- [Exercise brief]
Transcribe the data exactly. Leave nothing out.
Information START
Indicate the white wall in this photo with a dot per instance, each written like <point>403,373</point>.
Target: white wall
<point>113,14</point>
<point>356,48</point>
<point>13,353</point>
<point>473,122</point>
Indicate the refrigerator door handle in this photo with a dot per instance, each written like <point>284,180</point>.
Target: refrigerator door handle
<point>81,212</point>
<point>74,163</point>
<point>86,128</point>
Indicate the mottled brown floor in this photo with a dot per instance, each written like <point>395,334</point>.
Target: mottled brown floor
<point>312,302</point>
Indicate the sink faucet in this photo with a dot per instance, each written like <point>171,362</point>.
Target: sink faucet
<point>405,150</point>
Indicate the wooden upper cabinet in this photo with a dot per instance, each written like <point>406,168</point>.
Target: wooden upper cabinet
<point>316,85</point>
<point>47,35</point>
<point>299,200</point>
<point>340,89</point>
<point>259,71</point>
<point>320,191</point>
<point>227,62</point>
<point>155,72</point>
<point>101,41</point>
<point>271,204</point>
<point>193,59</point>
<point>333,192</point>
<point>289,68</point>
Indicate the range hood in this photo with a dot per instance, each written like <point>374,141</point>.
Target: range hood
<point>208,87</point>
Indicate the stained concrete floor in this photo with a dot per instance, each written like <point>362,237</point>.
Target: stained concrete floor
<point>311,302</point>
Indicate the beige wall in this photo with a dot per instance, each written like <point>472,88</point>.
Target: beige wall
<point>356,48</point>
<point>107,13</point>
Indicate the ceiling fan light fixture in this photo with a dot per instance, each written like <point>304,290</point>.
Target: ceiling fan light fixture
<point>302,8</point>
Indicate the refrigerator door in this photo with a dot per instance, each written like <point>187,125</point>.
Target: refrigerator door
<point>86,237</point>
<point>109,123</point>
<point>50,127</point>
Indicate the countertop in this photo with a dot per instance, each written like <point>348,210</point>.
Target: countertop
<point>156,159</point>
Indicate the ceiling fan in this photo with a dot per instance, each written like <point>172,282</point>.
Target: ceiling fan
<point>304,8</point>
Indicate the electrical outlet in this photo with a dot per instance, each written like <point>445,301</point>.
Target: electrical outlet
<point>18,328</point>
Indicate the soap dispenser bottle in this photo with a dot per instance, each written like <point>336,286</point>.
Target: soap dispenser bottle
Information END
- [Written reply]
Indicate the white wall in this photo with a dot per instance, each written like <point>403,373</point>.
Target: white wall
<point>113,14</point>
<point>356,48</point>
<point>13,353</point>
<point>473,122</point>
Indicate the refrigerator door handle in this photo with a dot per instance, each written like <point>284,180</point>.
Target: refrigerator door handle
<point>81,212</point>
<point>74,163</point>
<point>86,128</point>
Indicate the mottled brown floor in this photo with a dot per instance, each written like <point>395,334</point>.
Target: mottled brown floor
<point>312,302</point>
Indicate the sink faucet in this photo with a dot per instance, each written like <point>171,362</point>.
Target: sink faucet
<point>405,150</point>
Indicate the wooden upper cabinet in this photo with a dot per instance, each written like <point>406,168</point>.
Target: wooden upper cabinet
<point>316,85</point>
<point>47,35</point>
<point>299,200</point>
<point>340,89</point>
<point>259,71</point>
<point>320,191</point>
<point>227,62</point>
<point>155,72</point>
<point>101,41</point>
<point>271,204</point>
<point>193,59</point>
<point>333,192</point>
<point>289,68</point>
Indicate the range hood in this photo with a dot per instance, each written like <point>374,141</point>.
Target: range hood
<point>208,87</point>
Indicate the stained concrete floor in this photo with a dot per instance, each written like <point>362,237</point>.
Target: stained concrete floor
<point>311,302</point>
Indicate the beige wall in this photo with a dot per instance, each written like <point>472,88</point>.
Target: beige wall
<point>356,48</point>
<point>107,13</point>
Indicate the ceiling fan light fixture in this photo with a dot per instance, each written like <point>304,290</point>.
Target: ceiling fan light fixture
<point>302,8</point>
Indicate the refrigerator door in this photo with a dot per instance, each written like <point>187,125</point>.
Target: refrigerator door
<point>86,237</point>
<point>109,123</point>
<point>50,127</point>
Indicate the countertop in this photo with a dot per instance, each written like <point>348,210</point>.
Target: countertop
<point>156,159</point>
Indicate the ceiling fan in this photo with a dot per instance, each written like <point>172,282</point>.
Target: ceiling fan
<point>304,8</point>
Indicate the electrical outlet in this photo with a dot per instance, each written like <point>445,301</point>.
Target: electrical outlet
<point>18,328</point>
Indicate the soap dispenser bottle in this photo with a dot per instance, each written like <point>336,286</point>.
Target: soap dispenser bottle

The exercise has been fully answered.